■ **Task to complete**: Below are some records; reproduce every one of them exactly.

■ **Data shown**:

════

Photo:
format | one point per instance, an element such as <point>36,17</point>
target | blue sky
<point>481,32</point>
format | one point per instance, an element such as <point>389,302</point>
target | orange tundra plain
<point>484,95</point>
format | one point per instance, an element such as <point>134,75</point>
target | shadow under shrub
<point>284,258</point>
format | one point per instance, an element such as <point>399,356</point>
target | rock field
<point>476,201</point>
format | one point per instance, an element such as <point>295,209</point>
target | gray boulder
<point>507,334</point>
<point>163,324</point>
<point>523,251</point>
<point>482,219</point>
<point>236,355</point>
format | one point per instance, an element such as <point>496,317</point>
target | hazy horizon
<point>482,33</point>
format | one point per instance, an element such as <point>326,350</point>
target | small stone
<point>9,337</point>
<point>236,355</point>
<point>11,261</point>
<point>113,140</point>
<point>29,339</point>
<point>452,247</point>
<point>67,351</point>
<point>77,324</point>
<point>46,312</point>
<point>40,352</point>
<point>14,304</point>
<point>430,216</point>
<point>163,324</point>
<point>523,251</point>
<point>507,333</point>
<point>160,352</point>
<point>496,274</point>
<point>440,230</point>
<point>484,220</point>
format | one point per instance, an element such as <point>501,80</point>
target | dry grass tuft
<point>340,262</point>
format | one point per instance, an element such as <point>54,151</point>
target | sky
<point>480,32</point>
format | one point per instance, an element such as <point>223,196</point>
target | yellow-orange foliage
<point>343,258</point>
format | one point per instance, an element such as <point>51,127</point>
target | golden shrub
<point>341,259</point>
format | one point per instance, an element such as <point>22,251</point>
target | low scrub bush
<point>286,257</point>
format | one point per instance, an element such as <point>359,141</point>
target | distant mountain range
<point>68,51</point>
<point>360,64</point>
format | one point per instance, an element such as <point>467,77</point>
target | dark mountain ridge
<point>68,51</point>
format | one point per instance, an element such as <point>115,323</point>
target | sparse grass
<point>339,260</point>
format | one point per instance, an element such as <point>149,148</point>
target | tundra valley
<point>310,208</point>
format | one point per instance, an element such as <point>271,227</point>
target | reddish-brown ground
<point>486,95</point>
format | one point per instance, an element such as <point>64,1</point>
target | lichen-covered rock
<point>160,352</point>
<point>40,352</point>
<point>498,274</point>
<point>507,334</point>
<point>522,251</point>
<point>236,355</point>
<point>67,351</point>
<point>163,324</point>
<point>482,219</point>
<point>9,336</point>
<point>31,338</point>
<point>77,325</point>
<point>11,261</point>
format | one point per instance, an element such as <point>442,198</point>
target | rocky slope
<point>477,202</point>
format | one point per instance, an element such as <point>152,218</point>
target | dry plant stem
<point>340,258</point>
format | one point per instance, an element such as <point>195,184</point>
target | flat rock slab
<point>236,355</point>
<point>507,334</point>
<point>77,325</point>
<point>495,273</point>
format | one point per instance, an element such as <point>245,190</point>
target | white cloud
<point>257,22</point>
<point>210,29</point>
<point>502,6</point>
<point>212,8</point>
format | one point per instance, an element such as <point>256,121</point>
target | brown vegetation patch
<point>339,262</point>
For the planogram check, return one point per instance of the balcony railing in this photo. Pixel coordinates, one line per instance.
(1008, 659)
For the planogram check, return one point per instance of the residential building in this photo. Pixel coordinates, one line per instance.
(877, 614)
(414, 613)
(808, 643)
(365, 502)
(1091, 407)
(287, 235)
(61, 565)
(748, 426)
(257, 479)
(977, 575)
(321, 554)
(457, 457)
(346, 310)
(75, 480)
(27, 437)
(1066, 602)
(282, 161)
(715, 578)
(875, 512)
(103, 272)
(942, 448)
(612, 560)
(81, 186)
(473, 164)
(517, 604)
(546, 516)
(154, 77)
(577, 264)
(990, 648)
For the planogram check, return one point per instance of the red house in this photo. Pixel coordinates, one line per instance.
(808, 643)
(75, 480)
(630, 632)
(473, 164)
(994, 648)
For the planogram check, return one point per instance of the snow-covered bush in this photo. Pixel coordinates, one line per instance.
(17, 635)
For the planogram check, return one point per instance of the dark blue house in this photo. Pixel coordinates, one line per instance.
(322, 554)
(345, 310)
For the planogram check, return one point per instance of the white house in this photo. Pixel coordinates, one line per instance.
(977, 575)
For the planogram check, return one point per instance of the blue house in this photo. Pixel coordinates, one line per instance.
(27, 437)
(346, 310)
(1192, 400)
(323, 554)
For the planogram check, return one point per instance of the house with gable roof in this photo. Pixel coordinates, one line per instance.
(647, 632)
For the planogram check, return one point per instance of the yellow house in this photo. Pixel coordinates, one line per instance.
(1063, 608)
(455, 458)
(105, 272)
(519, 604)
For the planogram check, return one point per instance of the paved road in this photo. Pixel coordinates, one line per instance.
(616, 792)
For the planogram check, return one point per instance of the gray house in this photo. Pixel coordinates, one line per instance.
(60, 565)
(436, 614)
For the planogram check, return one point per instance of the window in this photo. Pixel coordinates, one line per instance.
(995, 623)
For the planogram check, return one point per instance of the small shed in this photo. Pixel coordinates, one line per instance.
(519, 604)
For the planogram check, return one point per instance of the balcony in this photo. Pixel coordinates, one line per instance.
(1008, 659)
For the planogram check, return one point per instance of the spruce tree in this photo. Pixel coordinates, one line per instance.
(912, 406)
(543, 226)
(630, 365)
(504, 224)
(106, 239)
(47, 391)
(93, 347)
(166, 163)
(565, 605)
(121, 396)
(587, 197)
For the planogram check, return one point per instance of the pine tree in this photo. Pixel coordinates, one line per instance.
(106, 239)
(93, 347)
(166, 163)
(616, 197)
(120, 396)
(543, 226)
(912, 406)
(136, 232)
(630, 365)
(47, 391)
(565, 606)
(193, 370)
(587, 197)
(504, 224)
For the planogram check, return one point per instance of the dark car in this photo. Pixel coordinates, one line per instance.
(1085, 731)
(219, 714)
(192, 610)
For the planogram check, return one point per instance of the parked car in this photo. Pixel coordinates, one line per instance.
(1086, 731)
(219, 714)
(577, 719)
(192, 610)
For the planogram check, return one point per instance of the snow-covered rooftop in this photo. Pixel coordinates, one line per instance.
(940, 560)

════

■ **Full output**:
Photo:
format | one point per instance, an element such as <point>36,17</point>
target | blue sky
<point>481,32</point>
format | one point per instance, an element such as <point>389,302</point>
target | orange tundra plain
<point>484,95</point>
format | one point per instance, an element such as <point>134,75</point>
target | shadow under shrub
<point>284,258</point>
format | one point per instance, an element such as <point>399,356</point>
target | rock field
<point>476,201</point>
format | one point per instance, an element such as <point>295,209</point>
target | gray boulder
<point>507,334</point>
<point>163,324</point>
<point>523,251</point>
<point>482,219</point>
<point>236,355</point>
format | one point per instance, an element such as <point>496,317</point>
target | hazy horizon
<point>482,33</point>
format | one point per instance, an element such as <point>326,350</point>
target | small stone
<point>9,337</point>
<point>236,355</point>
<point>11,261</point>
<point>113,140</point>
<point>29,339</point>
<point>452,247</point>
<point>67,351</point>
<point>77,324</point>
<point>46,312</point>
<point>40,352</point>
<point>14,304</point>
<point>430,216</point>
<point>163,324</point>
<point>523,251</point>
<point>507,333</point>
<point>160,352</point>
<point>496,274</point>
<point>440,230</point>
<point>484,220</point>
format | one point per instance, an element such as <point>501,80</point>
target | dry grass tuft
<point>340,262</point>
format | one point per instance, an element such as <point>54,151</point>
target | sky
<point>480,32</point>
format | one point per instance, an element such as <point>223,196</point>
target | yellow-orange foliage
<point>343,258</point>
format | one point per instance, an element such as <point>51,127</point>
target | golden shrub
<point>341,259</point>
format | one point per instance, an element such as <point>22,251</point>
target | low scrub bush
<point>286,257</point>
format | one point per instance, an element such as <point>359,141</point>
target | distant mountain range
<point>68,51</point>
<point>360,64</point>
format | one point per instance, an element such as <point>467,77</point>
target | dark mountain ridge
<point>68,51</point>
format | one point per instance, an element such as <point>115,323</point>
target | sparse grass
<point>339,260</point>
format | one point per instance, an element such as <point>149,148</point>
target | tundra valley
<point>310,208</point>
format | one point per instance, an element such as <point>271,227</point>
target | reddish-brown ground
<point>486,95</point>
format | one point per instance, an element such as <point>64,1</point>
target | lichen-covered rock
<point>160,352</point>
<point>40,352</point>
<point>498,274</point>
<point>507,334</point>
<point>522,251</point>
<point>236,355</point>
<point>67,351</point>
<point>163,324</point>
<point>482,219</point>
<point>9,336</point>
<point>31,338</point>
<point>77,325</point>
<point>11,261</point>
format | one point per instance, an element such as <point>442,198</point>
target | rocky slope
<point>477,202</point>
format | one point per instance, an element such as <point>152,218</point>
target | dry plant stem
<point>340,258</point>
format | one point per instance, an element such as <point>195,184</point>
target | flat rock slab
<point>236,355</point>
<point>507,334</point>
<point>77,325</point>
<point>495,273</point>
format | one point per instance, an element such as <point>245,190</point>
target | white cloud
<point>257,22</point>
<point>210,29</point>
<point>502,6</point>
<point>212,8</point>
format | one point per instance, an element such as <point>256,121</point>
target | brown vegetation patch
<point>339,262</point>
For the planogram check, return one point per instance of the balcony railing in this photo. Pixel coordinates, one line per instance.
(1008, 659)
For the planogram check, return one point per instance of the residential building in this photo. Pixel coordinates, one line per instance.
(877, 614)
(414, 613)
(808, 643)
(365, 502)
(1091, 407)
(287, 235)
(61, 565)
(748, 426)
(257, 479)
(977, 575)
(321, 554)
(457, 457)
(346, 310)
(75, 480)
(27, 437)
(1066, 602)
(282, 161)
(715, 578)
(875, 512)
(103, 272)
(942, 448)
(612, 560)
(81, 186)
(473, 164)
(517, 604)
(546, 516)
(154, 77)
(577, 264)
(990, 648)
For the planogram check, return one point per instance of the red house in this photo. Pixel coordinates, one line per instance.
(808, 643)
(75, 480)
(630, 632)
(473, 164)
(994, 648)
For the planogram check, return one point per instance of the snow-covered bush in this photo. Pixel coordinates, one line per instance.
(17, 635)
For the planogram check, return one point per instance of the dark blue house in this photo. Pixel coordinates, one line per instance.
(322, 554)
(345, 310)
For the planogram check, return one point per instance of the white house in this photo. Pixel coordinates, one line per instance.
(977, 575)
For the planogram check, return one point per instance of the blue house in this photo. Pixel coordinates, one line per instance.
(27, 437)
(346, 310)
(1192, 400)
(323, 554)
For the planogram check, return one point per instance of the house with gable roof in this photo. Pixel coordinates, one line per instance.
(647, 632)
For the planogram check, return one point per instance of the yellow house in this photo. Pixel coordinates, one line per instance.
(1063, 608)
(455, 458)
(105, 272)
(519, 604)
For the planogram check, return one point per instance of the paved road in this photo. Pixel coordinates, one line per instance.
(616, 792)
For the planogram check, return one point per instance of the gray house in this photo. Pixel coordinates, one line per instance.
(60, 565)
(436, 614)
For the planogram check, return one point per instance of the window in this photo. Pixel coordinates, one line per instance.
(995, 623)
For the planogram check, return one point per instance of the small shed in this photo. Pixel coordinates, one line per instance.
(519, 604)
For the planogram check, return one point per instance of the balcony in this photo. Pixel coordinates, one line per instance.
(1008, 659)
For the planogram check, return one point per instance of the spruce tree in this photo. Pixel coordinates, one line per instance.
(912, 406)
(543, 226)
(630, 365)
(504, 224)
(106, 239)
(47, 391)
(93, 347)
(166, 163)
(565, 605)
(121, 396)
(587, 197)
For the planogram check, return one point per instance of the pine tree in this photo. Pixel coordinates, one line per instance.
(106, 239)
(93, 347)
(166, 163)
(616, 197)
(120, 396)
(543, 226)
(912, 406)
(136, 232)
(630, 365)
(47, 391)
(565, 606)
(193, 370)
(587, 197)
(504, 224)
For the planogram check, return one point per instance of the dark car in this photo. Pixel coordinates, one line per instance.
(1085, 731)
(219, 714)
(192, 610)
For the planogram check, return one point per instance of the parked car in this photo. Pixel coordinates, one line per instance.
(1086, 731)
(219, 714)
(577, 719)
(192, 610)
For the planogram check, return one point per instance of the snow-covered rooftop in this photo. Pixel coordinates, one line per instance.
(940, 560)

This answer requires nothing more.